What you should do:
Pick out every line in the records that contains the word "window", and copy each of those lines.

Items from a data source:
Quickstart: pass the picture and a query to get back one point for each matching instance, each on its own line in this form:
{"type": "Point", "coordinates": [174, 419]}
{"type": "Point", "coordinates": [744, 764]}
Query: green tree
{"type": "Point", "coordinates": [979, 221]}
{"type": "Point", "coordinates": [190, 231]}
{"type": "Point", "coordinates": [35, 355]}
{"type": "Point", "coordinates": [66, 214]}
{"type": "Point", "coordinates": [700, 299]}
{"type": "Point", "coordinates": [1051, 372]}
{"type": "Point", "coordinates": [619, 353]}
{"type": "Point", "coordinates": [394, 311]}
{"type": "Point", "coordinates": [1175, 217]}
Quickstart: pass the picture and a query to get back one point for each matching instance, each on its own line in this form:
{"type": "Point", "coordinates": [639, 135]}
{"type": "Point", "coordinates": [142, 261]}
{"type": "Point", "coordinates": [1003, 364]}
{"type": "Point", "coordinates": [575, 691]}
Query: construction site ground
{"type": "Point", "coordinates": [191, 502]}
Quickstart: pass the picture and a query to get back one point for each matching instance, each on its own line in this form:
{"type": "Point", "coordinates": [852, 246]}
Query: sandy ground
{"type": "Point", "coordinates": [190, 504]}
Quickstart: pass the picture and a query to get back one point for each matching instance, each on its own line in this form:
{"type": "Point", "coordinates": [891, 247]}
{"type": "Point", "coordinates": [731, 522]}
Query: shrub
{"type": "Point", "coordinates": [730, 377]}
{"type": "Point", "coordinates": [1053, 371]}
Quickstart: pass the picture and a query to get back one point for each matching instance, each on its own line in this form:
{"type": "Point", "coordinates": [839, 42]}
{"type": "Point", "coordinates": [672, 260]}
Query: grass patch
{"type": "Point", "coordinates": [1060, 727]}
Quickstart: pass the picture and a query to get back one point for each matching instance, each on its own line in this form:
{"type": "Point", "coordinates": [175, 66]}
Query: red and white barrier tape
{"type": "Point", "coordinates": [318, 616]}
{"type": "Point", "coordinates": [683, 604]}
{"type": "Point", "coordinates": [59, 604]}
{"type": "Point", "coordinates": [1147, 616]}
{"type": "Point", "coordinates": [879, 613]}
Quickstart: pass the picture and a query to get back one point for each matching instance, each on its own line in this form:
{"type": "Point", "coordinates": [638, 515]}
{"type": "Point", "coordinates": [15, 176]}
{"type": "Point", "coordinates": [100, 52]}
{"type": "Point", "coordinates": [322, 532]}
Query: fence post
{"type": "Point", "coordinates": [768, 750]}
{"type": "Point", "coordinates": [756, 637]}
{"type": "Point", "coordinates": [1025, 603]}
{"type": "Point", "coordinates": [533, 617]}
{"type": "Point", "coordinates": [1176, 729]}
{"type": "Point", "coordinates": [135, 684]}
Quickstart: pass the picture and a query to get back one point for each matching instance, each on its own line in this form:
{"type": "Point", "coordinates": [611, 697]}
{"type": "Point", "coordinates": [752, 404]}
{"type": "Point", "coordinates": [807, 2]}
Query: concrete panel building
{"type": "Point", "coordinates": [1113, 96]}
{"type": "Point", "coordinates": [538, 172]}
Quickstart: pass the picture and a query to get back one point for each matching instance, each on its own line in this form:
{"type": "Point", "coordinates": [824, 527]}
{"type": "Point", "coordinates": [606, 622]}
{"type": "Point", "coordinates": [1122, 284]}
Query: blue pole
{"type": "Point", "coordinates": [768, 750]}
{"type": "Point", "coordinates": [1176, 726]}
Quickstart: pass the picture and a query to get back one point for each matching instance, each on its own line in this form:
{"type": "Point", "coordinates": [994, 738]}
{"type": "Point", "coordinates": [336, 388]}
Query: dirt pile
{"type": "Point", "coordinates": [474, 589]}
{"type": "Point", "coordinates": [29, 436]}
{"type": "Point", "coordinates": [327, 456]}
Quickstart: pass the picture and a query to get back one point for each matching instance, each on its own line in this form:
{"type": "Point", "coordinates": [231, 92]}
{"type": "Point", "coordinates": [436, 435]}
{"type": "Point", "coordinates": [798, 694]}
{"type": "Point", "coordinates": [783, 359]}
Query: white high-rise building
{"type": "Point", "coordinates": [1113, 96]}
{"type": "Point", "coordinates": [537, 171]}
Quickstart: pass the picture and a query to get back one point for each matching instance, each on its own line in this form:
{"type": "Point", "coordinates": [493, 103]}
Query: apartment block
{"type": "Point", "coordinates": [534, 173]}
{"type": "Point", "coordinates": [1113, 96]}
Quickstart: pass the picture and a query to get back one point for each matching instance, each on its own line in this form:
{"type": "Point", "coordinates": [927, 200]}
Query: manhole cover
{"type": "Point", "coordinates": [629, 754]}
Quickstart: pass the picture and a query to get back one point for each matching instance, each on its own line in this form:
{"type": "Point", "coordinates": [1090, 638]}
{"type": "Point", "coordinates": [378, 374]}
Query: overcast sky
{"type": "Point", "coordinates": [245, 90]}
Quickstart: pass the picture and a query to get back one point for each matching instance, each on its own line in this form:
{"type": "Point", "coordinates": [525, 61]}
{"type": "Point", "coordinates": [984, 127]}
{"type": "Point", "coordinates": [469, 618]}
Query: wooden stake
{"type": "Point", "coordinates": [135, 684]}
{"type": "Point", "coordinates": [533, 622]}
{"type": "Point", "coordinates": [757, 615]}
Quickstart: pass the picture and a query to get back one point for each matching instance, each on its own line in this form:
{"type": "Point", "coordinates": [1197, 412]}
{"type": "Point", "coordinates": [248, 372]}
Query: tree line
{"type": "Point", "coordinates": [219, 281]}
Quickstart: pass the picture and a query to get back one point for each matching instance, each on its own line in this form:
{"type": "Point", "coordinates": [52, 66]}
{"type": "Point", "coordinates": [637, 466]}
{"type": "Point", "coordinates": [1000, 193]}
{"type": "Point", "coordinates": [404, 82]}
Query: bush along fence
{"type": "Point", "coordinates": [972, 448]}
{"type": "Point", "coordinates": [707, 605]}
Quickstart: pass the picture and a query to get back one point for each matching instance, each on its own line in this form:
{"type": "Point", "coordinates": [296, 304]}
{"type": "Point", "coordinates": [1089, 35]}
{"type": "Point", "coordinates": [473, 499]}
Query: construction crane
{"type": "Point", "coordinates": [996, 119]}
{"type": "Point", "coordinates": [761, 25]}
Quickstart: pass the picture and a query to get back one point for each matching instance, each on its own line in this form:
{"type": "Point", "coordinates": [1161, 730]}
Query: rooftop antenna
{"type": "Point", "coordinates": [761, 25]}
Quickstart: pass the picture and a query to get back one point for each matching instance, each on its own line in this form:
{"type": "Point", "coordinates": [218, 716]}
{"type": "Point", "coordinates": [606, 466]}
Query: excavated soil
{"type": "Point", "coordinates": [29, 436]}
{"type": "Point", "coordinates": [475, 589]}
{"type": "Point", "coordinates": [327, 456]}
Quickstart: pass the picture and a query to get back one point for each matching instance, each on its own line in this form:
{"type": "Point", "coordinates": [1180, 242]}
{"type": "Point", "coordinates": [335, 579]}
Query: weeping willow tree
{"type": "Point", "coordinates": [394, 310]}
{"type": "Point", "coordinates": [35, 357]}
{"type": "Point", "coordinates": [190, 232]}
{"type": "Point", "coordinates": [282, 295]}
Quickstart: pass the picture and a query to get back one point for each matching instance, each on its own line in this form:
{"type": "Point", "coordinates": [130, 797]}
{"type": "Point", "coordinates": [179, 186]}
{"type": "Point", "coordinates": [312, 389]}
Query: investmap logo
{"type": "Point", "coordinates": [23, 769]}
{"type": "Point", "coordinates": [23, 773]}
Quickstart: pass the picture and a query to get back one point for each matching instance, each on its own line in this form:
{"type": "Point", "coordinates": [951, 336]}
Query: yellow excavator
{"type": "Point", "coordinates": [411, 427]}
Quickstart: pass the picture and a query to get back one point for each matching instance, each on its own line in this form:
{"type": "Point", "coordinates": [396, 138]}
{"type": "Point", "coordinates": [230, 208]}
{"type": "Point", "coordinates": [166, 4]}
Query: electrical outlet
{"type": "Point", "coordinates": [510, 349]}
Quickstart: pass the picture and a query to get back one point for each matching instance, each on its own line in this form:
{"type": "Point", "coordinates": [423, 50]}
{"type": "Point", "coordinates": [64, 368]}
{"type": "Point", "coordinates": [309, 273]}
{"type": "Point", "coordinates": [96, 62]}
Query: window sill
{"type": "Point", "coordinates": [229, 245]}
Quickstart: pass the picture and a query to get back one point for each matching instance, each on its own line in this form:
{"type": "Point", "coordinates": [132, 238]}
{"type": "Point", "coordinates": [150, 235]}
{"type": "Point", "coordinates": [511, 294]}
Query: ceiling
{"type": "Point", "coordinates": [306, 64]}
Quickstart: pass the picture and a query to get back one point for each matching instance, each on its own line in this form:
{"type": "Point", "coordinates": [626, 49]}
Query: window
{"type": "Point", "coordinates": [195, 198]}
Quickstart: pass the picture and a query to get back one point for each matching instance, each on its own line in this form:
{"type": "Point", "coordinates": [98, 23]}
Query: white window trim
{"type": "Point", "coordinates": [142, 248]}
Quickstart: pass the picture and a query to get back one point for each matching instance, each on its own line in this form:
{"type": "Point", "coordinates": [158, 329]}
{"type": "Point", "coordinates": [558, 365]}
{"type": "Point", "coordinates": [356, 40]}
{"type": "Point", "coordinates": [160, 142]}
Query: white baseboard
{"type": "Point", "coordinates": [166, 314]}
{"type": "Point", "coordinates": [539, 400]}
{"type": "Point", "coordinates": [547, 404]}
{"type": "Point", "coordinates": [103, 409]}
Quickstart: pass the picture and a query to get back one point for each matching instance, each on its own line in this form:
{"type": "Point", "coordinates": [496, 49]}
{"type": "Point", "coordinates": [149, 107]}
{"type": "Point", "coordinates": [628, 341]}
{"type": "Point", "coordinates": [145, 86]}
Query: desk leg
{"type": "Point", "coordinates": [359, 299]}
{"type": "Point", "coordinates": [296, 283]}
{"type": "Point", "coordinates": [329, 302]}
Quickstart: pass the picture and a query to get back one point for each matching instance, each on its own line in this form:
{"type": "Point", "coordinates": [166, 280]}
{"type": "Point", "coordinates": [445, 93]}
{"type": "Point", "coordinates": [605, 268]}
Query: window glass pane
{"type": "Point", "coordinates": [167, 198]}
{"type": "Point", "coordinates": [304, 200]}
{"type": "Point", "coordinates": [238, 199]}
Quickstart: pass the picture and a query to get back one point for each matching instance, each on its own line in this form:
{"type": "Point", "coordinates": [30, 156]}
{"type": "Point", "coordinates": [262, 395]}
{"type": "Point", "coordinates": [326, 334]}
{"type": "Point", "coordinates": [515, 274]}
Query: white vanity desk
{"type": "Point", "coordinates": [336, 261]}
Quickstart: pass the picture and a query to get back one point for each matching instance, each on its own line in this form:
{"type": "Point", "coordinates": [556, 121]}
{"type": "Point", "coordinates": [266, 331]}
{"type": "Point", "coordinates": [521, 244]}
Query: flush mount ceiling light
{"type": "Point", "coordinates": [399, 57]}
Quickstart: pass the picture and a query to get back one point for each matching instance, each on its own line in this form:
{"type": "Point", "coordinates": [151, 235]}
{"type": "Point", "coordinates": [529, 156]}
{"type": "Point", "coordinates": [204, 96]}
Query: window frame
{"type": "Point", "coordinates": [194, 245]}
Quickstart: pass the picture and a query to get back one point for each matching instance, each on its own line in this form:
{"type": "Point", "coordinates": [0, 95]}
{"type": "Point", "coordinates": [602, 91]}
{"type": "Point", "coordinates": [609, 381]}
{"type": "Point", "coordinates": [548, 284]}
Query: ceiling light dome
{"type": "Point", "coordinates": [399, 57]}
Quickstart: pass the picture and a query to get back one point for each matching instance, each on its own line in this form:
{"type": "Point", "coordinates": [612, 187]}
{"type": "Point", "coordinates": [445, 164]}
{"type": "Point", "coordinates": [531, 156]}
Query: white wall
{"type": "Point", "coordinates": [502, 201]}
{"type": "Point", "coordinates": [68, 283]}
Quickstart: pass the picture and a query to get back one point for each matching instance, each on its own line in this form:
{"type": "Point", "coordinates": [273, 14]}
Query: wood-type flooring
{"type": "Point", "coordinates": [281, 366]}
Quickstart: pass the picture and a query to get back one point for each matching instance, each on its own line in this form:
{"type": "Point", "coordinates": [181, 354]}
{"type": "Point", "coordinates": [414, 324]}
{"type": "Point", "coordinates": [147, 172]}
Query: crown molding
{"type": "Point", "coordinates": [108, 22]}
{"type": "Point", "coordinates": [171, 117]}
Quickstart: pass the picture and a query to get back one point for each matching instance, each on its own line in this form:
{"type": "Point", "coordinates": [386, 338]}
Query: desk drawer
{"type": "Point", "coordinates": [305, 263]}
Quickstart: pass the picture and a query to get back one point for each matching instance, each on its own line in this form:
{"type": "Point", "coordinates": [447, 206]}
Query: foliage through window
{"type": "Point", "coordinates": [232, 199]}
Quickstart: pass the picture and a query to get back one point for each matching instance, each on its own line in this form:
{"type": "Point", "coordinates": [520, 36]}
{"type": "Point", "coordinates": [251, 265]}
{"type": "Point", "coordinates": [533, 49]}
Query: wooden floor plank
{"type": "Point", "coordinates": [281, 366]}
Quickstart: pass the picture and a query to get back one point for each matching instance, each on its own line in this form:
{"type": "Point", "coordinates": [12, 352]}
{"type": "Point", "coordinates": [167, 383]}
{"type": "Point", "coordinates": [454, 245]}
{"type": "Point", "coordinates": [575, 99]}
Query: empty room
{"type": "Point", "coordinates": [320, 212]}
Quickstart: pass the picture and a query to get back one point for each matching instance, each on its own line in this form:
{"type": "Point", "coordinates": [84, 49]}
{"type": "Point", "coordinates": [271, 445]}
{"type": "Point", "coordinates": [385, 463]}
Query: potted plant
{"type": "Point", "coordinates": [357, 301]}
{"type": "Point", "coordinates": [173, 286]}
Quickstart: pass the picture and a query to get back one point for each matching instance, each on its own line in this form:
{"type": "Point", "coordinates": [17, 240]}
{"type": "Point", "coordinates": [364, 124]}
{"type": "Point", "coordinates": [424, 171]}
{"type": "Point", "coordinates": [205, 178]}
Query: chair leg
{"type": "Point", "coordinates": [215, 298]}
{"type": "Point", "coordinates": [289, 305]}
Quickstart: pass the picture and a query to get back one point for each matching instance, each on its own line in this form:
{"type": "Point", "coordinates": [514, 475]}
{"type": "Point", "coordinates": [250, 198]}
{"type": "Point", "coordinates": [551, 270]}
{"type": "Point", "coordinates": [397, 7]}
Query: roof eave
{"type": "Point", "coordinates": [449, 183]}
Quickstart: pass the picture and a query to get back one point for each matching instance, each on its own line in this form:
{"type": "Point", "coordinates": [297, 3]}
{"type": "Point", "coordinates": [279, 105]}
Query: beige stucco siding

Solution to the problem:
Query: window sill
Query: window
Query: white window trim
Query: window glass pane
Query: window frame
Query: foliage through window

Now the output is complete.